» WHAT YOU ARE ASKED TO DO: In the passage on spending cuts versus cutting entitlements, what did Fitch say it wants the U.S. government to produce besides raising the debt ceiling?

The Corner

Spending Cuts vs. Cutting Entitlements

For several years now the president has told us he believes in a “balanced approach” to reduce the debt and deficit. When he had to be specific he suggested $2.5 in spending cuts for every $1 in new tax revenue. Considering that in the fiscal-cliff deal he got roughly $630 billion in new tax revenue, that means that to keep his promise the president must now cut some $1.5 trillion. These cuts should, of course, come on top of the implementation of sequestration which was one of the conditions for raising the debt ceiling last time around.

Now, we can debate whether or not using the need to raise the debt ceiling as leverage is the right way to go about getting the president to deliver on his promise. I have some sympathy for the arguments made by Reihan Salam and Philip Klein that it is not an ideal option and should be avoided. Besides, defaulting should not be on the table, making the leverage of the debt-ceiling fight relatively small anyway. 

But as Yuval Levin rightly notes this morning, raising the debt ceiling without a gesture to improve our long-term debt problem may not be an option. Earlier this week, Fitch warned the U.S. government that while it wants the debt ceiling to be raised, it also wants the government to come up with a credible medium-term deficit-reduction plan. Without it, the agency could downgrade the U.S. credit rating by the end of this year.

» EXERCISE DATA:
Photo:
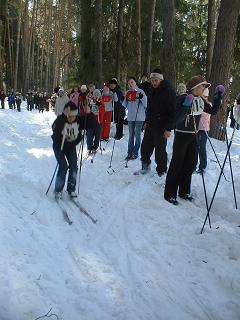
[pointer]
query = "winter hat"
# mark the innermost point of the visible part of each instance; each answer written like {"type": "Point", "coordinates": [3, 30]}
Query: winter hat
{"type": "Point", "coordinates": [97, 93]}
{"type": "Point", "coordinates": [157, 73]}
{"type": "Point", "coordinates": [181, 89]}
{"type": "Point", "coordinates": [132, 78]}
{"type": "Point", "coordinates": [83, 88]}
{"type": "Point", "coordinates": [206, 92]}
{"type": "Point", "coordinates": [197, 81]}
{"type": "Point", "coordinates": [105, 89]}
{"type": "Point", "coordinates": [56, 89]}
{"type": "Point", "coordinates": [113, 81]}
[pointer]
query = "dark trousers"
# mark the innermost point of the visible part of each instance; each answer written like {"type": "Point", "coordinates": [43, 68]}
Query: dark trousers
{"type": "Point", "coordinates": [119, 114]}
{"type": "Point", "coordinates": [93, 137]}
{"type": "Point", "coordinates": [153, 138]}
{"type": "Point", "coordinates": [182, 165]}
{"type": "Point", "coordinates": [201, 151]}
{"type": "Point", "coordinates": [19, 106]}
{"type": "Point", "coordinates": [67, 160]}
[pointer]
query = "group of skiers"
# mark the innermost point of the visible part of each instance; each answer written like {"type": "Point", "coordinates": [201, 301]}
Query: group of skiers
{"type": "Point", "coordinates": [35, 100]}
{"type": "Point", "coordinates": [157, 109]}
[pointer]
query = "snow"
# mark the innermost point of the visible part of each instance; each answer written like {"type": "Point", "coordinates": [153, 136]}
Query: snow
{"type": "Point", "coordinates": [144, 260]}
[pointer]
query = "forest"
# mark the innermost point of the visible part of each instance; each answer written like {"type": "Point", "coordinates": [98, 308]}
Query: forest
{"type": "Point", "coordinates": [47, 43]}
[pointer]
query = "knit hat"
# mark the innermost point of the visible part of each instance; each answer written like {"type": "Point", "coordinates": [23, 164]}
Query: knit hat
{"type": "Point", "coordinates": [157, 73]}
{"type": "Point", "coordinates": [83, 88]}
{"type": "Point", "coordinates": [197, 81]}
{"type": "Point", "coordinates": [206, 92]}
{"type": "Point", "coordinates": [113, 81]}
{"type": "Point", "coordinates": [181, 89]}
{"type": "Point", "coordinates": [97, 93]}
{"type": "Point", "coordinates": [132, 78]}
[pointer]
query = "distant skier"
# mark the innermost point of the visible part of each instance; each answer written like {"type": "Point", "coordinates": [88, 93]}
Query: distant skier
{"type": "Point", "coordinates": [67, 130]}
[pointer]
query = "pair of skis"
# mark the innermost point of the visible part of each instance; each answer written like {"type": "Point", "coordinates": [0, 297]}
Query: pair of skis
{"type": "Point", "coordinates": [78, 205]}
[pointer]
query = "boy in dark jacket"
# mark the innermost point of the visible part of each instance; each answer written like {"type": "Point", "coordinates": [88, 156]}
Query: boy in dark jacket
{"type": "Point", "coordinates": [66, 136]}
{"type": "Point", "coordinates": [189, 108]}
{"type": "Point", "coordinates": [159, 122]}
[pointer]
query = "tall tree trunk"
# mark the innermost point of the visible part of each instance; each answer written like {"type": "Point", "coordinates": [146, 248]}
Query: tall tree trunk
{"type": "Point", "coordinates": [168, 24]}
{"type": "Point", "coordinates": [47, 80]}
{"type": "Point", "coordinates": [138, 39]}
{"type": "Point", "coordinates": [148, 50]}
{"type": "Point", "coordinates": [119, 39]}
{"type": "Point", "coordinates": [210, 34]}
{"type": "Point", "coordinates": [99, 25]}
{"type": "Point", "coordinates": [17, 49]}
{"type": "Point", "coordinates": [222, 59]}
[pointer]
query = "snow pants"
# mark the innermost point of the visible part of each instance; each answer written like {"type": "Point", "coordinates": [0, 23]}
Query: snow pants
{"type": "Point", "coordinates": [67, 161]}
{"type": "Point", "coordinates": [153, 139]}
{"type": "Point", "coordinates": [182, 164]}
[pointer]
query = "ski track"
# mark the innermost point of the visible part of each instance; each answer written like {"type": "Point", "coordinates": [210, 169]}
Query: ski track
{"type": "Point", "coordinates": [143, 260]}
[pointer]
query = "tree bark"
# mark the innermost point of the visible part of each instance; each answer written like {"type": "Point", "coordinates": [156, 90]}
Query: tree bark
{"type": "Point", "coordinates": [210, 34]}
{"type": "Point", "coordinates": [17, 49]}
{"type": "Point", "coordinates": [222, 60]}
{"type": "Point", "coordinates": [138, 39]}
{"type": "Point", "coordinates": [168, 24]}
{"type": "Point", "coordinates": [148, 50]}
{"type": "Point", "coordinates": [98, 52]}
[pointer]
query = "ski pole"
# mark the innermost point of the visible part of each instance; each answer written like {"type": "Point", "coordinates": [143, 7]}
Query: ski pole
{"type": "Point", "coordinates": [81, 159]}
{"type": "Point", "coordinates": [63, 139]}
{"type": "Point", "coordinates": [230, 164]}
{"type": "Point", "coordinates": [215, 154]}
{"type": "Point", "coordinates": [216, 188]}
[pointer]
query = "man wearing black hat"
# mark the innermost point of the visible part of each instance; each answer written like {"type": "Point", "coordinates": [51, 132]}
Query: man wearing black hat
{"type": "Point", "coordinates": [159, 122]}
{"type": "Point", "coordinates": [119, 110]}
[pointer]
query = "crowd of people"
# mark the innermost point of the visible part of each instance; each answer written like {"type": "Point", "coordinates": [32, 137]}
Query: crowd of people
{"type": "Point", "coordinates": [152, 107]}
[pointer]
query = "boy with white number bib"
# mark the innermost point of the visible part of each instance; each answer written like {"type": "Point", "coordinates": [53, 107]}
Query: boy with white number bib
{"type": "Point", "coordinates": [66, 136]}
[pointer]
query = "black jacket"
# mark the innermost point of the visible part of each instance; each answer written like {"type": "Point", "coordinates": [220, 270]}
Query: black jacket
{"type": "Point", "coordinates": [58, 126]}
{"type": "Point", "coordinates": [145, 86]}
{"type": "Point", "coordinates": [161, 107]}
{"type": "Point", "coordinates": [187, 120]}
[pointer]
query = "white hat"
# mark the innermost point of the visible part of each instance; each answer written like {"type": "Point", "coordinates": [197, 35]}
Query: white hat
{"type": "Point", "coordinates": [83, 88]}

» RESPONSE TO THE EXERCISE: A credible medium-term deficit-reduction plan.